▶ [Esercizi]:
#1 Ripeti il passo del testo sulla prima guerra mondiale compreso tra "Oggi proponiamo l'esemplare" e "pubblicata in aprile.", estremi inclusi.
#2 Rispondi alle domande seguenti sul testo sulla prima guerra mondiale.
(a) In quale mese verrà pubblicata la ricerca "Calcinato zona di guerra 1915-1919"?
(b) In quale mese e anno la società civile italiana si trovò proiettata nel conflitto?
(c) Quali due repressioni sono indicate come esempi della tendenza autoritaria dei governi liberali?
#3 Prosegui, per favore, il testo sulla prima guerra mondiale dal punto in cui termina.

▶ [Testo]:

---+---

Oggi proponiamo l'esemplare introduzione delo storico Mauro Pellegrini alla ricerca "Calcinato zona di guerra 1915-1919", che verrà pubblicata in aprile.
La prima guerra mondiale interruppe il lento e difficoltoso progresso del paese, creando fratture insanabili. Pur costituendo un vettore di unificazione e completamento delle aspirazioni risorgimentali, accelerò il processo distruttivo delle sue strutture politiche e sociali. La società civile italiana nel maggio del 1915 si trovò proiettata in un conflitto imposto da una minoranza che si era arrogata il diritto di farsi portavoce dello spirito patriottico del paese e delle sue reali volontà: evidente segnale di continuità della tendenza autoritaria dei governi liberali che si era manifestata dall'Unità fino a quei giorni in più occasioni, particolarmente durante le repressioni del movimento dei fasci siciliani e di quello dei moti di Milano del '98, e che si era ancor più accentuata nei primi del '900 come risposta alle rivendicazioni di equità e giustizia sociale promosse dalle classi popolari che si andavano organizzando nei partiti di massa.

---+---

▶ [Dati]:

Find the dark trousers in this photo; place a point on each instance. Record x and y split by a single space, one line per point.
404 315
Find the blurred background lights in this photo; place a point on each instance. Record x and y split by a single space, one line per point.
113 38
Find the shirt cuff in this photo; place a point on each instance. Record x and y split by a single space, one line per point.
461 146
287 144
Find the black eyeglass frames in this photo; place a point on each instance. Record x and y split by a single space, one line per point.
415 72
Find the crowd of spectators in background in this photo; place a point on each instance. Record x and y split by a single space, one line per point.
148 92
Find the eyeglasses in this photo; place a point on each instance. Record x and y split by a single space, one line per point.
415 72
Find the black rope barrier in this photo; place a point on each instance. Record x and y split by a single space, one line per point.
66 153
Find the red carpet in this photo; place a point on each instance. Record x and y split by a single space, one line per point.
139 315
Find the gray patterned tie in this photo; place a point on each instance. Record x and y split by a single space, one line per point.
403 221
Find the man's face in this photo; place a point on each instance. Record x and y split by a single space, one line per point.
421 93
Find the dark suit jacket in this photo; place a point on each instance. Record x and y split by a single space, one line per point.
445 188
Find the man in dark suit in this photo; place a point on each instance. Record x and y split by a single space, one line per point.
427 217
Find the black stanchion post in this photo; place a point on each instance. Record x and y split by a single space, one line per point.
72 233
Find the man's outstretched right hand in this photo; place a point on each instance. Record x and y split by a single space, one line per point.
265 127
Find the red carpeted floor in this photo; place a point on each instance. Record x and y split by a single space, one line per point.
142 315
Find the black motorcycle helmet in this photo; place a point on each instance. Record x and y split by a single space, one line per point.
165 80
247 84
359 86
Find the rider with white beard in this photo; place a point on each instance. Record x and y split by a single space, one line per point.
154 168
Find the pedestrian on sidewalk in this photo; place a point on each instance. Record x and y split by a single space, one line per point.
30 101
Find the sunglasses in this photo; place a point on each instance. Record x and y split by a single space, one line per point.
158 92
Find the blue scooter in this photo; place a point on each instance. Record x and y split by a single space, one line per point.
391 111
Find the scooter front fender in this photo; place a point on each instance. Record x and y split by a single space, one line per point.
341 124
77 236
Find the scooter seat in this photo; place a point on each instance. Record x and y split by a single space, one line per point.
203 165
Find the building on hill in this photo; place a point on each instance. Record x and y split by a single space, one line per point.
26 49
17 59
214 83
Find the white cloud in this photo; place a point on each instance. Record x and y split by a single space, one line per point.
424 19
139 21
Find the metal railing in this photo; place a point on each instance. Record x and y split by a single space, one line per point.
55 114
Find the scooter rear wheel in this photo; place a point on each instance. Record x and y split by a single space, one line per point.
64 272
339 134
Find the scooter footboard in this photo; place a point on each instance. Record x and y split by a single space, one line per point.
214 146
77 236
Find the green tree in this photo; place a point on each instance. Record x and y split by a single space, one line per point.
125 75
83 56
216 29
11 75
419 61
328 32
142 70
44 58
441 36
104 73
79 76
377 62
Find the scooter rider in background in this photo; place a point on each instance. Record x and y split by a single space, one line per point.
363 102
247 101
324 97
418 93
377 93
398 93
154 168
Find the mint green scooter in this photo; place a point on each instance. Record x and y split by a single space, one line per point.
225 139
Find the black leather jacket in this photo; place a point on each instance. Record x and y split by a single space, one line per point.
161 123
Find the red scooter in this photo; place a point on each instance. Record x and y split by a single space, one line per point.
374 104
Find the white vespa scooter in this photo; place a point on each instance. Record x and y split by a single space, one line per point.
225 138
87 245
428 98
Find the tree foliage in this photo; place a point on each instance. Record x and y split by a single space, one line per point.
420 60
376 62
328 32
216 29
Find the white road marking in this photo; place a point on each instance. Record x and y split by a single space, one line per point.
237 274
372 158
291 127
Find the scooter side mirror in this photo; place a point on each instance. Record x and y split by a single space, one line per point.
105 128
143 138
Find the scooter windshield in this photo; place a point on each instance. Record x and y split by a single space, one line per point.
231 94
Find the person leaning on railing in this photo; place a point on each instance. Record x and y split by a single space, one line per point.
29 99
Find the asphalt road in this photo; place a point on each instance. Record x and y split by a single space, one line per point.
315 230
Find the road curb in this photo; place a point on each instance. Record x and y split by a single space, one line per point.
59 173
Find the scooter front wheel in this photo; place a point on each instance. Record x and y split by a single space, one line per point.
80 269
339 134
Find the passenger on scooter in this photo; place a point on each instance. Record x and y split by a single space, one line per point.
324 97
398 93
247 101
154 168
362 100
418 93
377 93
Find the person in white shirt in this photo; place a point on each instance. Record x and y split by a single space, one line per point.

---+---

▶ [Soluzioni degli esercizi]:
#1
Oggi proponiamo l'esemplare introduzione delo storico Mauro Pellegrini alla ricerca "Calcinato zona di guerra 1915-1919", che verrà pubblicata in aprile.

#2
(a) In aprile.
(b) Nel maggio del 1915.
(c) La repressione del movimento dei fasci siciliani e quella dei moti di Milano del '98.

#3
L'entrata in guerra dell'Italia dimostrò perciò che la volontà di un'intera nazione poteva ancora essere piegata con le maniere forti all'arbitrio ed al volere di una minoranza. La ricerca storiografica successiva al '68 ha permesso di conoscere le diverse realtà del paese in guerra, anche i retroscena dei trionfalismi e della mitizzazione della vittoria. Attraverso l'investigazione del pensiero delle masse, analizzando nel dettaglio la gestione politica, militare, economica del conflitto, il consenso e il dissenso, volontarismo e coercizione, si è evidenziata l'inconsistenza di tanti convincimenti e stereotipie radicatesi nel tempo. Si è così rovesciata la rappresentazione dell'”apatia” come naturale forma di consenso delle classi subalterne.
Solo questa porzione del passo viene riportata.